§ **Text shown**:

How many of these characters can you name?

DC Comics Alan Moore Stories
We’re still struggling with the scuba diver’s name…

 The chances are you’ve seen most of them many a time in a wide variety of media. Some of us even grew up watching Adam West fighting a myriad of baddies while holding a cat or Lynda Carter’s proneness to spin until her clothes exploded into new ones. These and many more characters have survived through decades of ups and downs in their popularity, mostly because of the talent shown by the people behind their stories, particularly when reinvention and innovation are called for.

One of these people is Alan Moore, an English comics writer who during the 80s and 90s helped redefine the way stories are told and the treatment the characters in the medium get. He focused on giving those stories a depth that was mostly lacking in the comic book industry by filling his narrative with multiple layers of meaning and imagery. Although his works partially spawned the term ‘graphic novel’, he himself isn’t too keen on it.

Just to give you an example of the extent of his influence in modern media, here’s someone I think many of you will recognise:

The Joker
2008’s most ubiquitous Halloween costume.

§ **Problems to solve**:
**1.** Copy the Alan Moore passage between "The chances are" and "are called for.", inclusive.
**2.** Pick up the Alan Moore passage after its last line and continue writing it.

§ **Record set**:
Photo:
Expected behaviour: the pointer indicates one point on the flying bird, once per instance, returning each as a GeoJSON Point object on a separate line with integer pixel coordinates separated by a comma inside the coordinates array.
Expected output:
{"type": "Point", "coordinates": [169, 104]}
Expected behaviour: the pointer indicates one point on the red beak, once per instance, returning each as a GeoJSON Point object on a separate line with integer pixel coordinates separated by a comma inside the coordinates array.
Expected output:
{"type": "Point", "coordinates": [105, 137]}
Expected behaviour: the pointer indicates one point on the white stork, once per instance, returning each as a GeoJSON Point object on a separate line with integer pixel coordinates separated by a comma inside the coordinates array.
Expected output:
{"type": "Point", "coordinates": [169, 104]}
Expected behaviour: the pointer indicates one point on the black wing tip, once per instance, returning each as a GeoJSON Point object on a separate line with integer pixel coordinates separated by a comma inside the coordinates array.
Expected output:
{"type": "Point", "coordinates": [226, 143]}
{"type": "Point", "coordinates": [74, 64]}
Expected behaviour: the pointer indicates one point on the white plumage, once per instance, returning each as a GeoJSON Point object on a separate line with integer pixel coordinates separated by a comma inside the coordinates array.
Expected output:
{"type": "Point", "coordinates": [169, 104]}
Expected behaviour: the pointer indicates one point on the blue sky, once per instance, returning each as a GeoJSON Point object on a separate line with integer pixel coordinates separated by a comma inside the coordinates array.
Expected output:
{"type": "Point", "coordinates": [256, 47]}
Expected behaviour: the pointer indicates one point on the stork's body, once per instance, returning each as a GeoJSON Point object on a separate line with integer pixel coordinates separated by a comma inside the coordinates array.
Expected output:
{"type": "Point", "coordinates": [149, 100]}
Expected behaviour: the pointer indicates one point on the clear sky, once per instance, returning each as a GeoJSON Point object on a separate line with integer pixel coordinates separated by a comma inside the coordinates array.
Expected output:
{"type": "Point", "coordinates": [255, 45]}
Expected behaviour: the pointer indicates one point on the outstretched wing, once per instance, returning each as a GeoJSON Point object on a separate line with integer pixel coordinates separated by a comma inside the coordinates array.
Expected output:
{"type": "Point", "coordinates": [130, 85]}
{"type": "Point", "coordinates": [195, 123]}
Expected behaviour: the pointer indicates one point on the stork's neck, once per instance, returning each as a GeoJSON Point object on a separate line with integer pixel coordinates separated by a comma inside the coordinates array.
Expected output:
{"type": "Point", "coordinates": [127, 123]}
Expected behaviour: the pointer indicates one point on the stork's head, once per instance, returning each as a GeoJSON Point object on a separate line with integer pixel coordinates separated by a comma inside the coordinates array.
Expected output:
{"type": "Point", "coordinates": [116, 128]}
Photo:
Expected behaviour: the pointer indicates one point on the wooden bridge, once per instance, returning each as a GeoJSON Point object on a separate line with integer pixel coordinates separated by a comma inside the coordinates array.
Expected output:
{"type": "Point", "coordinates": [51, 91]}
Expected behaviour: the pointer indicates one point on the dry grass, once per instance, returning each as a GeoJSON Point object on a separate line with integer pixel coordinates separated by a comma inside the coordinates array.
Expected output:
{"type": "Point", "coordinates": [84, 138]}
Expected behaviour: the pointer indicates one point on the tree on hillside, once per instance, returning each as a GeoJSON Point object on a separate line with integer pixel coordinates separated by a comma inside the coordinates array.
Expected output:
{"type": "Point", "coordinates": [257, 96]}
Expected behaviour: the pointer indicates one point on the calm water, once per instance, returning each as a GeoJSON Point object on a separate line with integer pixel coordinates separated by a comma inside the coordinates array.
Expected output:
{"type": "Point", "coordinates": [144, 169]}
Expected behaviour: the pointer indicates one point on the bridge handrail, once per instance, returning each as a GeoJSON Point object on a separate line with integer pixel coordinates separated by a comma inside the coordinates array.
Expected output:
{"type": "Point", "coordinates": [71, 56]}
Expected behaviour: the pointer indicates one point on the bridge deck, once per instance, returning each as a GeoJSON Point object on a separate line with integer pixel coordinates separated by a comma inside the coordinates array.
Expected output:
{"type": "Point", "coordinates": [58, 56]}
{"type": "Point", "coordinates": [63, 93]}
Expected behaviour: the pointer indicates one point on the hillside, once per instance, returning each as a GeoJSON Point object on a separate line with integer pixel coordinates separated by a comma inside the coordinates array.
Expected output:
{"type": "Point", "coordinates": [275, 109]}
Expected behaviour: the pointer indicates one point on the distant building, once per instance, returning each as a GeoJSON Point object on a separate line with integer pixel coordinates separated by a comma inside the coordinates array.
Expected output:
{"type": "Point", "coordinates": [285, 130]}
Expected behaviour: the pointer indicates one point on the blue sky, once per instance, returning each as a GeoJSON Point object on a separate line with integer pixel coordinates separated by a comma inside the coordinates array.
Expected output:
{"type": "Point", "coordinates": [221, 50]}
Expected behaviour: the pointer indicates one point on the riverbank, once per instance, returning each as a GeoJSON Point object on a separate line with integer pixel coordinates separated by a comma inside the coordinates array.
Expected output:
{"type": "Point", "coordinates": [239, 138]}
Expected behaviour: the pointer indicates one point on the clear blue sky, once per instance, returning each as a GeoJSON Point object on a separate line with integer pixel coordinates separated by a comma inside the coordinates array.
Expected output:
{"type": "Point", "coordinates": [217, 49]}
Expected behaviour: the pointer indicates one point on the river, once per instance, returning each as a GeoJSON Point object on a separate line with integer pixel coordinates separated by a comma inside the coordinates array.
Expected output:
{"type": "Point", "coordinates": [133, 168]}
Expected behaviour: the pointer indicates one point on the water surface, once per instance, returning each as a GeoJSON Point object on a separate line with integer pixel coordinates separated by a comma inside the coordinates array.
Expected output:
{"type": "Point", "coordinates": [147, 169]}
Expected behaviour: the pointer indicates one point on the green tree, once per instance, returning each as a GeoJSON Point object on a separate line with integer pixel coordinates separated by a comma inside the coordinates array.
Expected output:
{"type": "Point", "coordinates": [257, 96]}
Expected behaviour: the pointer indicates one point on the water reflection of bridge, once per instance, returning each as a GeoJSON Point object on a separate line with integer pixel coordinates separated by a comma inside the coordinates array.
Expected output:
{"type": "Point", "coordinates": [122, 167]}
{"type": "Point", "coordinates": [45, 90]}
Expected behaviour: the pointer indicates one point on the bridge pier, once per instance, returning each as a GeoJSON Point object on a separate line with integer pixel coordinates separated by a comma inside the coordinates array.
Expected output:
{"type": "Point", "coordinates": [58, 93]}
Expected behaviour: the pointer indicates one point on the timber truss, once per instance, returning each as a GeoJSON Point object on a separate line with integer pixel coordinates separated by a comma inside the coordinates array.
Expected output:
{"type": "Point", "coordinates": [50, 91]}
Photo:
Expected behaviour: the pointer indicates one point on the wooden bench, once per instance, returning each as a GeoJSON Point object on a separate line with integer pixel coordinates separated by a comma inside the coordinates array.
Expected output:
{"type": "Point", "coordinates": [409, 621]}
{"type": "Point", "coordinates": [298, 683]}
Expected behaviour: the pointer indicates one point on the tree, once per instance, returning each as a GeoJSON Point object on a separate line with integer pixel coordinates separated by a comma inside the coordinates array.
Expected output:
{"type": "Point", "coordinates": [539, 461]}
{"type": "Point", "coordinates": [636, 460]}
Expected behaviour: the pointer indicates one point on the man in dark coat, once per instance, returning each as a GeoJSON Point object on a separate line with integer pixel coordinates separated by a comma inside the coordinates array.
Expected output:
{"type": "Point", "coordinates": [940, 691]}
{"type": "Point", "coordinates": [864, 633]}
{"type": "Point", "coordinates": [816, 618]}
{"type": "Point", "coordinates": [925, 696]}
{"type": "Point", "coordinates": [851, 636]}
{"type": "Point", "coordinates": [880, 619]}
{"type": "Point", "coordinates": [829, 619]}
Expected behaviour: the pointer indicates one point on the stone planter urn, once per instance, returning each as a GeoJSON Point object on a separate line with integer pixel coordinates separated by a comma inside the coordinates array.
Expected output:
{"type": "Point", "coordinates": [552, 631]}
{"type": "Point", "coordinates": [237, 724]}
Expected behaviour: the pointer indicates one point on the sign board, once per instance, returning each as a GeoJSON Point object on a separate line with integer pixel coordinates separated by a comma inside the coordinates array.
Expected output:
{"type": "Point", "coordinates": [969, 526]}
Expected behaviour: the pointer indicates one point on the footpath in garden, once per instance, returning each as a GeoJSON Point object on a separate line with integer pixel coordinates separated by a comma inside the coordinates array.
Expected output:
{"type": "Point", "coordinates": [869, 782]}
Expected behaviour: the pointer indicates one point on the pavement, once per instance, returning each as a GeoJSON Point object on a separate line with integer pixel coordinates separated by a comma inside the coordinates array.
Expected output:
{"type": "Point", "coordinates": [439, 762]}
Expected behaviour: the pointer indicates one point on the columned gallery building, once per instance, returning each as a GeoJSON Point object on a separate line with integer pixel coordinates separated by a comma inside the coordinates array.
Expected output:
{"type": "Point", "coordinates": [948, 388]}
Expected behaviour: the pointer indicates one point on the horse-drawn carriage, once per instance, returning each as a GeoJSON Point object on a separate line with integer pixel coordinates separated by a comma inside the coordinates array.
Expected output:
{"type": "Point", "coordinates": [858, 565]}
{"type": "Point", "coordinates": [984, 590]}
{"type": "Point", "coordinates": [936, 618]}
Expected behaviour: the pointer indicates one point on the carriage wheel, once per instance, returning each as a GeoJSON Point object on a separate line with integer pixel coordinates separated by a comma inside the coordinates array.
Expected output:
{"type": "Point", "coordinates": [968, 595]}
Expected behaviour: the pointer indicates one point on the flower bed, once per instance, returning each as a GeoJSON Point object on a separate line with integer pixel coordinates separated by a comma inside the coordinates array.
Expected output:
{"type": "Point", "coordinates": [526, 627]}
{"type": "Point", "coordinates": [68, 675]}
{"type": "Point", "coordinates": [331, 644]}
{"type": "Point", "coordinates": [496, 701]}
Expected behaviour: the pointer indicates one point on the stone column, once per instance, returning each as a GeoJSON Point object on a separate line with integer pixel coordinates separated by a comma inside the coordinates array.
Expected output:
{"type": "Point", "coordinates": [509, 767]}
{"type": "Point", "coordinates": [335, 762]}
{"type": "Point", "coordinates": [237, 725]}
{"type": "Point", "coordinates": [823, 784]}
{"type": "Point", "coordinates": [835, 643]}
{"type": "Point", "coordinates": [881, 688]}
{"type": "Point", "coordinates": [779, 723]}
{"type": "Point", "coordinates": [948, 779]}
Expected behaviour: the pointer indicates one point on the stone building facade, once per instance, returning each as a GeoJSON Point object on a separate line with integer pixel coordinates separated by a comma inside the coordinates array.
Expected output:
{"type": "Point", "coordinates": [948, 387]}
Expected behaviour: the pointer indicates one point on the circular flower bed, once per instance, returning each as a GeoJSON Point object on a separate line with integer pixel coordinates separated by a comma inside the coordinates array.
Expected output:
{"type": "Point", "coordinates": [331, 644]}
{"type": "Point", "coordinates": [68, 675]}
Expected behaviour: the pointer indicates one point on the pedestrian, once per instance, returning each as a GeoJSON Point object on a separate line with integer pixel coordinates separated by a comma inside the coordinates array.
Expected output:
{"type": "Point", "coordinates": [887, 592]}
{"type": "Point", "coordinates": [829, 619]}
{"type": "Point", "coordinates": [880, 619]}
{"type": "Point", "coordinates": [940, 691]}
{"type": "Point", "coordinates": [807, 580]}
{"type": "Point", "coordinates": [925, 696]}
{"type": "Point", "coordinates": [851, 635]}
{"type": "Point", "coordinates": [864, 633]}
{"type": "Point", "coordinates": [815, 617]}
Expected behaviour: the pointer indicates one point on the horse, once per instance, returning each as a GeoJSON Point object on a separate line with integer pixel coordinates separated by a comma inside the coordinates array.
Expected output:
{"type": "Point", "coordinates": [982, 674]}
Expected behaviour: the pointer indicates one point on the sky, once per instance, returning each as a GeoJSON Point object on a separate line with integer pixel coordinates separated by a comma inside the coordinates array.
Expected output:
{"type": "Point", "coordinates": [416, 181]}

§ **Results for each task**:
**1.**
The chances are you’ve seen most of them many a time in a wide variety of media. Some of us even grew up watching Adam West fighting a myriad of baddies while holding a cat or Lynda Carter’s proneness to spin until her clothes exploded into new ones. These and many more characters have survived through decades of ups and downs in their popularity, mostly because of the talent shown by the people behind their stories, particularly when reinvention and innovation are called for.

**2.**
Heath Ledger’s Joker is unanimously acclaimed as the best characterisation of the madman to this day. The inspiration?

Largely, ‘The Killing Joke‘, Alan Moore’s recap of the Joker’s origins. But what about Mr. Moore’s own origins? Here’s what the internet has to say about it:

“Alan Moore was born November 18, 1953 in Northampton, England, an industrial town between London and Birmingham. The oldest son of brewery worker Ernest Moore and printer Sylvia Doreen, Moore’s childhood and youth were influenced by the poverty of his family and their environment (as well as the eccentricities of his highly religious and superstitious grandmother). He was expelled from a conservative secondary school and was not accepted at any other school. In 1971, Moore was unemployed, with no job qualifications whatsoever.”

He then worked for several magazines as a writer and cartoonist, finally deciding to concentrate on his writing. During the late seventies and early eighties, Moore successfully contributed to several publications, prominently Warrior magazine. It was at this time that he started working on a story about a masked crusader fighting for freedom and the right to self-dermination in a fascist version of Britain. Such story would become a milestone in the comics industry for it’s complexity and variety of storylines as well as its detailed narrative and stylistic merit.

More than 20 years later, a film adaptation of V for Vendetta would swipe the box office and the Guy Fawkes mask would become a symbol of the people’s voice in several contexts, sometimes not completely free of irony.